→ Exercise aim
Gather each line of the data below that contains the word "grain", and copy those lines in full.

→ Provided data

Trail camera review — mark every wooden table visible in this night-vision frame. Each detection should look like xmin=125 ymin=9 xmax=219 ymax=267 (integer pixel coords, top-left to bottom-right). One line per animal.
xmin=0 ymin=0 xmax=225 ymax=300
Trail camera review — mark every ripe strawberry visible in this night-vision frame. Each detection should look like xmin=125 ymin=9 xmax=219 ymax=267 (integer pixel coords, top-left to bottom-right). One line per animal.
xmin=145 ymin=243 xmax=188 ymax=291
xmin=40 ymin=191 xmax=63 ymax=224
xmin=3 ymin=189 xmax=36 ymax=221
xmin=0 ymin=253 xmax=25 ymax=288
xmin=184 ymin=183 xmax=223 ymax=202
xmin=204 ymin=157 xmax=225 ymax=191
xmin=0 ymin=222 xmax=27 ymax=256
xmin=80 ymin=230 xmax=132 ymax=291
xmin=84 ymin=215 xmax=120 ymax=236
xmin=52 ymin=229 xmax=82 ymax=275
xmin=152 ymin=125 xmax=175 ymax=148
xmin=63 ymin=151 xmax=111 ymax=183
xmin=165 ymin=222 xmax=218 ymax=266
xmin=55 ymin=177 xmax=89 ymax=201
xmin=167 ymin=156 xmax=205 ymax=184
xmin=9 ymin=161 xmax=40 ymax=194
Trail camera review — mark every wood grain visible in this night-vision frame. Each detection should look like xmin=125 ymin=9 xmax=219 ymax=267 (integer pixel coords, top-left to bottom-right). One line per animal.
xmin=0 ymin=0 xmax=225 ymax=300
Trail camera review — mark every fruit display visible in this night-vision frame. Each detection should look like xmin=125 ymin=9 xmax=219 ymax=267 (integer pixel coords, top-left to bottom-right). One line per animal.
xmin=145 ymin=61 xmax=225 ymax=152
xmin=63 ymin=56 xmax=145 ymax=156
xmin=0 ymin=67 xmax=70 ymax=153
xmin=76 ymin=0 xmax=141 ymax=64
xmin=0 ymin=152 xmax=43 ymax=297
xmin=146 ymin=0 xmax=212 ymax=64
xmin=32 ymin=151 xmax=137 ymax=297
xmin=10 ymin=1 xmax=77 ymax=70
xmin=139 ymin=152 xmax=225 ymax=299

→ Solution below
Trail camera review — mark every wood grain visible in this night-vision frame. Each detection should look like xmin=125 ymin=9 xmax=219 ymax=267 (integer pixel coords, top-left to bottom-right). One line per animal.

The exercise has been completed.